This article first appeared on the Magnolia Tribune.

  • Russ Latino says if legislative leaders were serious about work requirements and seriously confident it would be approved, they would make Medicaid expansion contingent upon approval.

Despite chatter about a work requirement, the Mississippi House is preparing to vote on full Medicaid expansion under the Affordable Care Act today.

HB 1725 creates a new class of individuals eligible for Medicaid. That class is identical to the expansion class created by the Affordable Care Act (Obamacare). It allows able-bodied adults without dependents access to the program and increases the income threshold to 138 percent of the Federal Poverty Level. That’s full expansion, not a trial or a gradual toe dipping.

How can I say that when HB 1725 attempts to limit the class of eligible expansion participants with a work requirement?

The answer is simple, HB 1725 sets an impossible to achieve work requirement objective, and then says when the impossible thing proves impossible, full expansion will occur. In other words, instead of making expansion contingent upon work requirement approval, the bill says Mississippi will move forward with or without one.

HB 1725 directs the Division of Medicaid to negotiate with President Biden’s Center for Medicare and Medicaid Services to obtain approval for a work requirement by a deadline in September of this year.

• Tasks for this exercise:
**A.** In the Medicaid expansion passage, to what percentage of the Federal Poverty Level does HB 1725 raise the income threshold?
**B.** Please reproduce the Medicaid expansion passage word for word, starting at "The answer is" and ending at "of this year.".
**C.** Resume the passage on Mississippi's Medicaid expansion bill, picking up right after its final sentence.

Items listed in a dataset
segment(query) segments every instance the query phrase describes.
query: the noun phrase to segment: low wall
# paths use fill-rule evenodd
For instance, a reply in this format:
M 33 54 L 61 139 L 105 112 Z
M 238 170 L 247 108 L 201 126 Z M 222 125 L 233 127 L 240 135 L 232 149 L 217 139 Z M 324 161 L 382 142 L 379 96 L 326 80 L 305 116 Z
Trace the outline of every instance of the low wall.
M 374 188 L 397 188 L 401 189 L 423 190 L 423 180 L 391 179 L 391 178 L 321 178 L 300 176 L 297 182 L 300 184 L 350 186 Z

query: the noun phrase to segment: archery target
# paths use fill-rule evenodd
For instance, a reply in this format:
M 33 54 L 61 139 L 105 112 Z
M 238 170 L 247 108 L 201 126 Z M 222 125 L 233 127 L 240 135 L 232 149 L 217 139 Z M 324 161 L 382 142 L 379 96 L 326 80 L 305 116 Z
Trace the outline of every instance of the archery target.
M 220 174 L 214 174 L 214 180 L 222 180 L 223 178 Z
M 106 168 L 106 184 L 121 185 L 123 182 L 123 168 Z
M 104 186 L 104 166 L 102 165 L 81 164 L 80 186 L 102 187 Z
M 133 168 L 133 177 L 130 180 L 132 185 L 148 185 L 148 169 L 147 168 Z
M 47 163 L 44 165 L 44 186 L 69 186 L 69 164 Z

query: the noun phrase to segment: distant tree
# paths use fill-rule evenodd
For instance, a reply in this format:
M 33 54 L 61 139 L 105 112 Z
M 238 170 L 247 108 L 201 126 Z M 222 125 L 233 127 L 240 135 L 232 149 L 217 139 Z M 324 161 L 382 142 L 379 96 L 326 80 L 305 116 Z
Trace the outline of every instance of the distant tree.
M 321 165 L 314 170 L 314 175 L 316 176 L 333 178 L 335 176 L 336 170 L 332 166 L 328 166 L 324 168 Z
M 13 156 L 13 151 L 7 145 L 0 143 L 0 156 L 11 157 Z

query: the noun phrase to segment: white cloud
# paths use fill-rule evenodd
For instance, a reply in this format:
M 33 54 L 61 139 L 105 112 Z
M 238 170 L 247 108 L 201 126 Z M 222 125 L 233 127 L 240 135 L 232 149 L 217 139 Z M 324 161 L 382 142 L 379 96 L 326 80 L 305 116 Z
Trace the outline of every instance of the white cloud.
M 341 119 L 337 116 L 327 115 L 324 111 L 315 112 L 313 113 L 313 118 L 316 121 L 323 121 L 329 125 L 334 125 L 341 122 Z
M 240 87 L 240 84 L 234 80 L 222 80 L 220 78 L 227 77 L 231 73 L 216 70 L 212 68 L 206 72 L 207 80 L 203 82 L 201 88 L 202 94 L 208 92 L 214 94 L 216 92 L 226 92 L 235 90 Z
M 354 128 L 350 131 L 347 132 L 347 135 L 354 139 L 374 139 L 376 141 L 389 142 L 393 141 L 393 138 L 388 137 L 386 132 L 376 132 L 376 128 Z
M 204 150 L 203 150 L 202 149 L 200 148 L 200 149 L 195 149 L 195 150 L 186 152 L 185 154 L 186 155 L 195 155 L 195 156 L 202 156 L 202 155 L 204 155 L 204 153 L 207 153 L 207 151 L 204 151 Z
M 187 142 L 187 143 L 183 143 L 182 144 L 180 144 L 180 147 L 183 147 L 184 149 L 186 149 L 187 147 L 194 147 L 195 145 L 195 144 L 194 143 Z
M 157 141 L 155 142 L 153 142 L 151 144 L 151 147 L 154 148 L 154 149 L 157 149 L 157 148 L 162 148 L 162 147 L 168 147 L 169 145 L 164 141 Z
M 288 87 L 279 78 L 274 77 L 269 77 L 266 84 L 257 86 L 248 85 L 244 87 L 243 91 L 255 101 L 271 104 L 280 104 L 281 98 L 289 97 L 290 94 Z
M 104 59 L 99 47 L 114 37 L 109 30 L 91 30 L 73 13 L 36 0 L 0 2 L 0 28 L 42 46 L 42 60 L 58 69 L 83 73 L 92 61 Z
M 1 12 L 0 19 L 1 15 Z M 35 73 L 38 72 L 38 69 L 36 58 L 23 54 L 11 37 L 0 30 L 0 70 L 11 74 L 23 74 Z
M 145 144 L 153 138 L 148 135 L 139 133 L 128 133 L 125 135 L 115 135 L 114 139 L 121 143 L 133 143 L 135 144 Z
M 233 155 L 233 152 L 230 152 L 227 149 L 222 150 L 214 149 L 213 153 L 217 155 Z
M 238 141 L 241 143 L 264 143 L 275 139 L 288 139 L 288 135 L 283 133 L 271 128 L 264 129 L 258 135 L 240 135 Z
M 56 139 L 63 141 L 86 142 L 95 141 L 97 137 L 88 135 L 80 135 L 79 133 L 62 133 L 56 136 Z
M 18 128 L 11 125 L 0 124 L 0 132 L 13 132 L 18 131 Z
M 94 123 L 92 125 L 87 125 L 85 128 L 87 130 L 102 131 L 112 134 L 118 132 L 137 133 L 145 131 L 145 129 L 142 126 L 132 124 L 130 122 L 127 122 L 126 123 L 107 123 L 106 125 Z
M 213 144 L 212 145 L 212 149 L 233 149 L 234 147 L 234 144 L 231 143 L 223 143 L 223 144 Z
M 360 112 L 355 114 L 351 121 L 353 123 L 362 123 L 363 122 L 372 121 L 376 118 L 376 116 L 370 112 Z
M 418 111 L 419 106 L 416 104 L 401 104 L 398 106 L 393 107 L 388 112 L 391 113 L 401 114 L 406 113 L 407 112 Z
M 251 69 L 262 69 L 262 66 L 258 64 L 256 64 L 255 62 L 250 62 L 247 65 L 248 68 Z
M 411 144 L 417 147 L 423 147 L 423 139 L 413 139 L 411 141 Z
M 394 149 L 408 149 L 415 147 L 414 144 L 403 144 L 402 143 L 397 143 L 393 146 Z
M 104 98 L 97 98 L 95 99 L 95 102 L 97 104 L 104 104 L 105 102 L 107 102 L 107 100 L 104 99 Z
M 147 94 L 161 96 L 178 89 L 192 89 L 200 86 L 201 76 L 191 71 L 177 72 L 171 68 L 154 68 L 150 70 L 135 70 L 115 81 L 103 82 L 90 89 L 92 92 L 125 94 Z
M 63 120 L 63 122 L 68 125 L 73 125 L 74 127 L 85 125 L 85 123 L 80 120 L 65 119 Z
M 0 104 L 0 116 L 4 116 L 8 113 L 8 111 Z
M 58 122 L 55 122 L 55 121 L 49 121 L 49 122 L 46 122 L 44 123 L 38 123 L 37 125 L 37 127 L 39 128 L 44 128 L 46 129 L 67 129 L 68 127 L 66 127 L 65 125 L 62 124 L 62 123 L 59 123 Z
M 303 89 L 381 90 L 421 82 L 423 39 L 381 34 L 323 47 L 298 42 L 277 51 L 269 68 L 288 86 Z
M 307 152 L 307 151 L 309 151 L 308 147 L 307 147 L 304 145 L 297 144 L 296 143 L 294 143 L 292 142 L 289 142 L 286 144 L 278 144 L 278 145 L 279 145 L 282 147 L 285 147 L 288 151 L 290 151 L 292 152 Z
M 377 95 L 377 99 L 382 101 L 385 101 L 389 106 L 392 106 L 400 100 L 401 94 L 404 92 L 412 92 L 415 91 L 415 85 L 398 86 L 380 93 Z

• Outputs by task:
**A.** 138 percent.

**B.**
The answer is simple, HB 1725 sets an impossible to achieve work requirement objective, and then says when the impossible thing proves impossible, full expansion will occur. In other words, instead of making expansion contingent upon work requirement approval, the bill says Mississippi will move forward with or without one.

HB 1725 directs the Division of Medicaid to negotiate with President Biden’s Center for Medicare and Medicaid Services to obtain approval for a work requirement by a deadline in September of this year.

**C.**
Only the Biden Administration has not approved a single Medicaid work requirement since the President took office. It withdrew Center for Medicare and Medicaid Services (CMS) guidance to states on applying for a work requirement and it successfully rescinded work requirement approvals given under the Trump administration to all but one state — Georgia, which is still in litigation around its provision.

Work requirements are inconsistent with Biden’s stated goals for Medicaid expansion. To compound the problem, even prior to Biden’s withdrawals of Trump’s work requirements, a federal district court had struck down work requirements in Arkansas, New Hampshire and Kentucky, and the D.C. Court of Appeals had unanimously affirmed those decisions.

So if you want to compare the chances of Biden approving a work requirement by September for Mississippi, you might think of a snowball in hell or pigs flying. It is telling that Mississippi has had a work requirement waiver request for its existing Medicaid population since 2017 with no action.

Leadership has expressed confidence in Division of Medicaid Director Drew Snyder’s ability to make this happen by September. Snyder is as competent as any government official in the state, but he is not Jesus. He can’t turn water into wine, and he can’t make Biden suddenly start granting work requirements in six months.

This is particularly true since HB 1725 gives Snyder no leverage in negotiations. If Biden turns down his request, Biden will get exactly what he wants — full expansion. I‘ve been out of the law game for a while, but “if you don’t give me what I’m asking for I’ll give you exactly what you want” is not a strong opening negotiation position.

If leaders were serious about work requirements and seriously confident, they would make Medicaid expansion contingent upon approval. To Lt. Gov. Delbert Hosemann’s credit, he appeared to signal that was the Senate’s position on Tuesday in a radio interview with Paul Gallo. Additionally, if leaders are serious about creating the best chance of success in getting a work requirement approved, any deadline for negotiations would stretch into 2025, when it could be possible that a new administration would be more open to granting one and a new Congress might be able to fix some of the legal defects identified by the courts.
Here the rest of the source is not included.